### PAGE EXCERPT
◆ ◆ ◆

Minnesota Forest Reserve 1902

living-legacy

Surveyor Josiah A. King and crew.****

1902

“Conservationists win a long fight to establish a 225,000-acre forest reserve where logging will be supervised by the U.S. Bureau of Forestry. In 1928 the reserve’s name is changed to the Chippewa National Forest. 

One of the treasures of Northern Minnesota is an area of Chippewa National forest known as “the Lost Forty’. Actually, it is an area of 144 acres that were somehow missed by surveyor Josiah A. King in 1882. His three man crew faced chilling weather, slogged through swamps, and it is not unlikely they were missed in exhaustion.” *

“In 1882, a land surveyor by the name of Josiah A. King, and his three-man crew, traveled 40 miles from the nearest white settlement called “the Grand Rapids of the Mississippi.” For a month, canvas tents were their homes, and flour, pork, beans, and dried apples their rations. Josiah and his crew were finishing the last of three contracted townships in one of the first land surveys of Minnesota’s north woods.

As the November winds blew around the crew, they surveyed a six square mile area between Moose and Coddington Lakes. Perhaps it was the chilling weather, or all of the desolate swamps around them, but the crew became confused, and they ended up plotting Coddington Lake about a half mile further northwest than it was actually located. Josiah’s crew’s error is Minnesota’s great fortune.

As a result, these towering pines were mapped as a body of water, and the virgin pine in this area was overlooked by the hungry logging companies. Afterall, what logging company would want to pay for swamp land. This parcel of land became known as “The Lost Forty” and went untouched by loggers. It is now managed by the Minnesota Department of Natural Resources under their Scientific & Natural Areas Program.”**

Father, You have encouraged us to have places of rest, and even have commanded that the land should be given rest. Parts of the Pentateuch that are despised as being outdated, finicky, and overly legalistic by some are the same verses that declare a Sabbath for the land and animals. Scientists in the 20th century were able to confirm the wisdom of these books of “myth”. Elements and minerals in the soil are depleted by overuse; giving the land a rest actually increases yields in the long run. Again, You already made us this promise in antiquity, and science finally has caught up.

◆ ◆ ◆

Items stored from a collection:
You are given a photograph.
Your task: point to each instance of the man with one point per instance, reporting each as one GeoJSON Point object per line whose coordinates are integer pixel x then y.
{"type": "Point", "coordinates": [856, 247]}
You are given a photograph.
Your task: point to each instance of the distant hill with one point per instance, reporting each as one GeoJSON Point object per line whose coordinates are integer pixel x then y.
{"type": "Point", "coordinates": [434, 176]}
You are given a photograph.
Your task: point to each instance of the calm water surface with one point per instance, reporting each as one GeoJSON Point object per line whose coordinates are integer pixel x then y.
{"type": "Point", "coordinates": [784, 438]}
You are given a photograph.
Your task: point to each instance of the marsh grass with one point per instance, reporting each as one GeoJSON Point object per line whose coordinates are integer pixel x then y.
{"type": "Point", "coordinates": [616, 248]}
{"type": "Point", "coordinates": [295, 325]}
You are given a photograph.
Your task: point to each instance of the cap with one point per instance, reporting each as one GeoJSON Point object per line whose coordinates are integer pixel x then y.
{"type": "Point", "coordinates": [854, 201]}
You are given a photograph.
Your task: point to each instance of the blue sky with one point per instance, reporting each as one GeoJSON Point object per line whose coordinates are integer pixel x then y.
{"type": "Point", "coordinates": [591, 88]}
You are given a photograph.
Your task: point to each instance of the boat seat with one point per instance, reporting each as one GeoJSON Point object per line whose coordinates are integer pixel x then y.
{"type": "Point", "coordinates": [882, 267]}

◆ ◆ ◆

### GIVEN TASK
Retype the Lost Forty excerpt from "As the November" up to and including "is Minnesota’s great fortune.". The entries have no connection to the Lost Forty excerpt.

### REPLY
As the November winds blew around the crew, they surveyed a six square mile area between Moose and Coddington Lakes. Perhaps it was the chilling weather, or all of the desolate swamps around them, but the crew became confused, and they ended up plotting Coddington Lake about a half mile further northwest than it was actually located. Josiah’s crew’s error is Minnesota’s great fortune.